La composición del nuevo gobierno y las palabras pronunciadas por Rajoy en su discurso de investidura permiten afirmar que el Partido Popular va a revolucionar la economía y que realizará una fuerte apuesta por la áusteridad y el cambio económico, pero que abandona todo intento de regeneración democrática y ética. La España de Rajoy intntará ocupar un puesto en la Europa próspera, pero es más que probable que siga siendo una de las democracias más deficientes y miserables de Occidente, incapaz de castigar a los depredadores y corruptos que se han afincado en el poder, realizando desde lo público numerosas fechorías y desmanes.

REGISTROS ALMACENADOS -
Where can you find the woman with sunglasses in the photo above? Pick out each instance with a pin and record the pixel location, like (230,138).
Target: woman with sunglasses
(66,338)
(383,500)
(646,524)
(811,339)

TRABAJO REQUERIDO - Reanuda el texto sobre el nuevo gobierno de Rajoy y continúa su redacción a partir de la última oración.

RESPUESTA A CONTINUACIÓN -
El discurso de investidura de Rajoy, acertado en lo económico y solvente en el tono, ha causado, sin embargo, gran frustración a cientos de miles de demócratas españoles, que descubrieron, por las palabras del nuevo presidente del gobierno, que el PP no está dispuesto a regenerar la democracia ni a afrontar el imprescindible rearme ético de España, especialmente el de sus corruptas e indecentes administraciones públicas. Todo indica que la apuesta del nuevo gobierno será reforzar la actual partitocracia férrea y mantener a España lejos de la verdadera democracia.
Su posterior reconocimiento público a Zapatero, uno de los peores gobernantes de la Historia moderna de España, junto con Fernando VII y Largo Caballero, unido a la promesa de que no pedirá responsabilidades a los ineptos, ladrones, sinvergüenzas y corruptos que han arruinado a España, engañado a los españoles, mentido desde el poder y despilfarrado hasta la locura, han decepcionado profundamente a los que, convencidos de que España tiene ahora la mejor oportunidad de reformar su degradada democracia, esperaban que el nuevo gobierno asumiera ese desafío y devolviera independencia al poder judicial, reformara la injusta ley electoral, incrementara el control sobre los todopoderosos partidos políticos, eliminara la impunidad de la casta política y estableciera penas duras y ejemplares para los que abusen del poder y mentan sus manos en las arcas públicas.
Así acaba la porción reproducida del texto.